- Supplied records:
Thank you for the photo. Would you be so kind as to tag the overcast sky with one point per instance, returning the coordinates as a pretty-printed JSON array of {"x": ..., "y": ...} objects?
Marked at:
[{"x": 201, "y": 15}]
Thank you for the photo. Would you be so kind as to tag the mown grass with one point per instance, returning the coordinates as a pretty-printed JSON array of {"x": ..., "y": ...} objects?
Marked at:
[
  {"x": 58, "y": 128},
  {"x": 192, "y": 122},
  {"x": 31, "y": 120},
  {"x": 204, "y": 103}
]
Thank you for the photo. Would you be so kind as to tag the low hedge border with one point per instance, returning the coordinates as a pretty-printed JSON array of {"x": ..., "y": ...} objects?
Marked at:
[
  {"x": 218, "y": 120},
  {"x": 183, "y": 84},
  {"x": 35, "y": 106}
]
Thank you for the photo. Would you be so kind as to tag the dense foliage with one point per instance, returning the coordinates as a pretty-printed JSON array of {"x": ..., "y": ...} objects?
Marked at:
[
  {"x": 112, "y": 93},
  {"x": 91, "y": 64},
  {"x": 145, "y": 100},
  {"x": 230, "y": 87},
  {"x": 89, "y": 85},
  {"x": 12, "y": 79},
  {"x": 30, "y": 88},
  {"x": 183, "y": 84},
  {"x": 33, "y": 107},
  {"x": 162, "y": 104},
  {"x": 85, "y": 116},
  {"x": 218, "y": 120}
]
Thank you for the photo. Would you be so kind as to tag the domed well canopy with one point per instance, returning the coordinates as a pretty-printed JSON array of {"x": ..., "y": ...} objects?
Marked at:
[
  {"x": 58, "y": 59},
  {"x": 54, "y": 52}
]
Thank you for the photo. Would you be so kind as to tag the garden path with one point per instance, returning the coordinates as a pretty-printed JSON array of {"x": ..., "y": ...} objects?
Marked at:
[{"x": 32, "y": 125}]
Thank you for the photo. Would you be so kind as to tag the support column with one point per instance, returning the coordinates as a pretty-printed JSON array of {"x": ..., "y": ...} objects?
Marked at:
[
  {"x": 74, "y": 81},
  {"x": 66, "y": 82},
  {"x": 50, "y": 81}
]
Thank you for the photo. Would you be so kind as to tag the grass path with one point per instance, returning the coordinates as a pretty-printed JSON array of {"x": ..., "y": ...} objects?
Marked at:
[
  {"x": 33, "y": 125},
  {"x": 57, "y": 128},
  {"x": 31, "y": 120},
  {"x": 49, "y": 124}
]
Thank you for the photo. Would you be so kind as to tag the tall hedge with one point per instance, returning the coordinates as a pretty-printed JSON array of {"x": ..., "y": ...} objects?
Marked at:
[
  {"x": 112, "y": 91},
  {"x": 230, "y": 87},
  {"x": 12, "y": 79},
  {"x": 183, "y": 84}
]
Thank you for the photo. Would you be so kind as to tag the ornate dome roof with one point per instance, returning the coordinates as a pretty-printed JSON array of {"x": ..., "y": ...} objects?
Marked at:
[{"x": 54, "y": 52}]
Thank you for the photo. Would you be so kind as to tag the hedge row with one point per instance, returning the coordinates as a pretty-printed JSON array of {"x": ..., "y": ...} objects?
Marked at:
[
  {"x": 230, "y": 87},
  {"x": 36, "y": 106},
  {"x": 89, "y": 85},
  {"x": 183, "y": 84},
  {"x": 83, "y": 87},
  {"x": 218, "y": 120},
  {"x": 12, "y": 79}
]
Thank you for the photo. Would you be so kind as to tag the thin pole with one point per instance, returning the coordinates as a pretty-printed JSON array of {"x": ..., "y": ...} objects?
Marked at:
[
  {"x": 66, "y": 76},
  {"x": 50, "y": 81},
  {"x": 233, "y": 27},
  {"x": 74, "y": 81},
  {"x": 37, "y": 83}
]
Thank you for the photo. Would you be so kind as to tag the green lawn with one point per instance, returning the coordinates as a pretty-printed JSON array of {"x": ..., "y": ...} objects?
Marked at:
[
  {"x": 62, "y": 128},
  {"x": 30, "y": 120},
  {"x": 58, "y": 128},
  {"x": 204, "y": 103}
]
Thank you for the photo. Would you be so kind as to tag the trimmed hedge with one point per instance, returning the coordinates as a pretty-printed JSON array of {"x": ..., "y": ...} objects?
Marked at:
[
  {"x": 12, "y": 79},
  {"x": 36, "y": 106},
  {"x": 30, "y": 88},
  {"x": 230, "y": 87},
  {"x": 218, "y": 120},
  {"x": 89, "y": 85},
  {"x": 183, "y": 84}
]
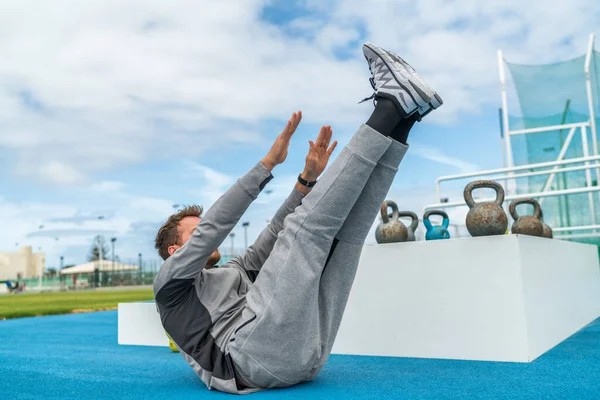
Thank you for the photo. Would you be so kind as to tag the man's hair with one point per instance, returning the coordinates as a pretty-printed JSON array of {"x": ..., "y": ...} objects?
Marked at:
[{"x": 168, "y": 234}]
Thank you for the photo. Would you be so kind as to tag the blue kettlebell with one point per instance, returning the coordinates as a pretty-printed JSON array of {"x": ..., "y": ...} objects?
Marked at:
[{"x": 436, "y": 232}]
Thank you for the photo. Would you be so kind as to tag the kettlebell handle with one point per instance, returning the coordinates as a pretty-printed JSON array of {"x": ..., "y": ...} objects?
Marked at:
[
  {"x": 537, "y": 210},
  {"x": 384, "y": 207},
  {"x": 468, "y": 192},
  {"x": 415, "y": 219},
  {"x": 427, "y": 223}
]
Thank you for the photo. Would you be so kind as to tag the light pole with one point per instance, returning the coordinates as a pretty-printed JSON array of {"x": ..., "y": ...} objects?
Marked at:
[
  {"x": 41, "y": 264},
  {"x": 100, "y": 256},
  {"x": 245, "y": 225},
  {"x": 113, "y": 240},
  {"x": 62, "y": 259}
]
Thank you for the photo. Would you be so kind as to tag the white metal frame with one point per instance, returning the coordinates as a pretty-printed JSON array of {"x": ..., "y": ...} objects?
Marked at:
[{"x": 590, "y": 161}]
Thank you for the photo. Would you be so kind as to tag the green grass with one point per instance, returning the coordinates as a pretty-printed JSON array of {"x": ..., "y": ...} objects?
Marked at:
[{"x": 30, "y": 305}]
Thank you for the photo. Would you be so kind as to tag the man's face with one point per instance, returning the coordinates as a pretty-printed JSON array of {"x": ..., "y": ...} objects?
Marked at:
[{"x": 186, "y": 228}]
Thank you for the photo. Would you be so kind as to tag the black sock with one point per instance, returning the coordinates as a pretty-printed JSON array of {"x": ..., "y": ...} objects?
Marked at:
[
  {"x": 385, "y": 117},
  {"x": 400, "y": 132}
]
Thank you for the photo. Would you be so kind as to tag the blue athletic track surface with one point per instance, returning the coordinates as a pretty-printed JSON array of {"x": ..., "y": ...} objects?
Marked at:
[{"x": 77, "y": 357}]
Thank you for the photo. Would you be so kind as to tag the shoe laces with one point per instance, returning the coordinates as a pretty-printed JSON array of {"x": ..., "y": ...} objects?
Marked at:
[{"x": 372, "y": 81}]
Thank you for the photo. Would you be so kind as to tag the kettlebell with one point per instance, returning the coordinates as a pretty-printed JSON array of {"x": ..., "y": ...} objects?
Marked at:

- What you should do: No image belongs in the copy. Transcribe the full listing verbatim.

- Written solution:
Thank you for the photo. Would you be so kind as to tag the overcast sky with one point per instance, returning the coordinates as a pretty-printed JSON array of {"x": ..., "y": ...} objects?
Marked at:
[{"x": 201, "y": 15}]
Thank you for the photo. Would you be so kind as to tag the mown grass with one point per instance, returning the coordinates as a pretty-printed JSON array of {"x": ..., "y": ...} objects?
Marked at:
[
  {"x": 58, "y": 128},
  {"x": 192, "y": 122},
  {"x": 31, "y": 120},
  {"x": 204, "y": 103}
]
Thank you for the photo. Would you be so kind as to tag the low hedge border with one point per instance, returning the coordinates as a pretty-printed JSON array of {"x": ..., "y": ...} objects?
Marked at:
[
  {"x": 218, "y": 120},
  {"x": 183, "y": 84},
  {"x": 35, "y": 106}
]
Thank you for the photo. Would you be so kind as to tag the dense foliage with one point per instance, returning the coordinates as a pretty-printed JSON array of {"x": ..., "y": ...} objects?
Marked at:
[
  {"x": 112, "y": 93},
  {"x": 91, "y": 64},
  {"x": 145, "y": 100},
  {"x": 230, "y": 87},
  {"x": 89, "y": 85},
  {"x": 12, "y": 79},
  {"x": 30, "y": 88},
  {"x": 183, "y": 84},
  {"x": 33, "y": 107},
  {"x": 162, "y": 104},
  {"x": 85, "y": 116},
  {"x": 218, "y": 120}
]
Thank you for the photo. Would you be so kind as to tag the domed well canopy with one point per instance, returning the coordinates as a pretty-printed JSON array of {"x": ..., "y": ...} objects?
Marked at:
[
  {"x": 58, "y": 59},
  {"x": 54, "y": 52}
]
Thank you for the photo. Would you be so kind as to tag the garden path with one point per instance, returning the coordinates as a pretty-printed JSON array of {"x": ..., "y": ...} objects?
Marked at:
[{"x": 32, "y": 125}]
Thank you for the photo. Would you be so kind as to tag the support column with one point per instance, returning the coordinates as a pretty-printed JSON array of {"x": ..., "y": ...} objects?
Marked at:
[
  {"x": 74, "y": 81},
  {"x": 66, "y": 82},
  {"x": 50, "y": 81}
]
Thank you for the photo. Would you be so kind as to tag the grass path with one point per instance, returning the coordinates as a pretty-printed JSON array of {"x": ..., "y": ...} objects?
Marked at:
[
  {"x": 33, "y": 125},
  {"x": 57, "y": 128},
  {"x": 31, "y": 120},
  {"x": 49, "y": 124}
]
Thank you for the photo. Would you be so kind as to tag the tall hedge with one point per instance, returning the coordinates as a pretty-printed JSON array of {"x": ..., "y": ...} objects?
Marked at:
[
  {"x": 112, "y": 91},
  {"x": 230, "y": 87},
  {"x": 12, "y": 79},
  {"x": 183, "y": 84}
]
Thank you for the photo. Would you be so kind as to tag the ornate dome roof with one point per instance, returning the coordinates as a pretty-printed JSON array of {"x": ..., "y": ...} objects?
Marked at:
[{"x": 54, "y": 52}]
Thank you for the photo. Would you be so kind as to tag the hedge row with one point per instance, returning the coordinates as a pretty-printed JSON array of {"x": ..., "y": ...} objects?
Marked at:
[
  {"x": 230, "y": 87},
  {"x": 36, "y": 106},
  {"x": 89, "y": 85},
  {"x": 183, "y": 84},
  {"x": 83, "y": 87},
  {"x": 218, "y": 120},
  {"x": 12, "y": 79}
]
Thank you for the photo. Would you be so kind as to tag the thin pole with one point per instance, returning the coordinates as a pretty-printed JSON array of {"x": ..., "y": ...} objects?
Marked at:
[
  {"x": 66, "y": 76},
  {"x": 50, "y": 81},
  {"x": 233, "y": 27},
  {"x": 74, "y": 81},
  {"x": 37, "y": 83}
]
Thank you for the photo. Would you be so kind as to tag the green lawn with one point per instance, returning the coordinates as a pretty-printed JSON array of {"x": ..., "y": ...} objects?
Marked at:
[
  {"x": 62, "y": 128},
  {"x": 30, "y": 120},
  {"x": 58, "y": 128},
  {"x": 204, "y": 103}
]
Thank you for the photo. Would you be so kind as to tag the trimmed hedge with one point per instance, returning the coordinates as a pretty-printed JSON array of {"x": ..., "y": ...} objects?
Marked at:
[
  {"x": 12, "y": 79},
  {"x": 36, "y": 106},
  {"x": 30, "y": 88},
  {"x": 230, "y": 87},
  {"x": 218, "y": 120},
  {"x": 89, "y": 85},
  {"x": 183, "y": 84}
]
Thank you for the photo. Would you be so kind as to tag the man's hair with one point per instance, returning the coordinates as a pretty-printed JSON array of {"x": ..., "y": ...} objects?
Marked at:
[{"x": 168, "y": 234}]
Thank you for the photo. Would you be so kind as to tag the blue kettlebell with one point per instance, returning the coordinates as a pretty-printed JSON array of {"x": ..., "y": ...} objects?
Marked at:
[{"x": 436, "y": 232}]
Thank you for the photo. Would you be so kind as to tag the kettlebell handle with one point per instance, returning the coordinates as a pretty-printed JSON array of {"x": ..., "y": ...} objects?
Marked at:
[
  {"x": 537, "y": 210},
  {"x": 384, "y": 207},
  {"x": 468, "y": 192},
  {"x": 415, "y": 219},
  {"x": 427, "y": 223}
]
Thank you for the photo. Would you be so kind as to tag the light pole with one point per instance, returning the coordinates as a pretty-printed JSON array of {"x": ..., "y": ...} objects?
Marked at:
[
  {"x": 41, "y": 264},
  {"x": 100, "y": 256},
  {"x": 245, "y": 225},
  {"x": 113, "y": 240},
  {"x": 62, "y": 259}
]
Thank you for the photo. Would you be so kind as to tag the white metal frame with one point per instance, returning the coordinates as a pretty-printed JSON array of {"x": ..., "y": ...} objects?
Marked at:
[{"x": 590, "y": 161}]
Thank you for the photo. Would you be so kind as to tag the green grass with one point per instance, returning the coordinates as a pretty-printed JSON array of {"x": ..., "y": ...} objects?
Marked at:
[{"x": 30, "y": 305}]
Thank you for the photo. Would you be so kind as to tag the man's face with one point per instance, returning the coordinates as a pretty-printed JSON array of {"x": ..., "y": ...} objects?
Marked at:
[{"x": 186, "y": 228}]
Thank you for the photo. Would you be so kind as to tag the black sock with one point per instance, returning the coordinates as a pretty-printed JSON array of {"x": ..., "y": ...} objects?
Marked at:
[
  {"x": 385, "y": 117},
  {"x": 400, "y": 132}
]
Thank you for the photo. Would you be so kind as to tag the blue athletic track surface with one point per instance, returning the coordinates as a pretty-printed JSON array of {"x": ..., "y": ...} objects?
Marked at:
[{"x": 77, "y": 357}]
Thank you for the photo. Would you be so kind as to tag the shoe laces with one point per instance, returning the coordinates as a pretty-printed JSON array of {"x": ..., "y": ...} objects?
Marked at:
[{"x": 372, "y": 81}]
Thank you for the photo. Would you be so kind as to tag the kettlebell with one point per instance, returning the coordinates as a pretty-printed JSON array of {"x": ..., "y": ...} objects?
Marked at:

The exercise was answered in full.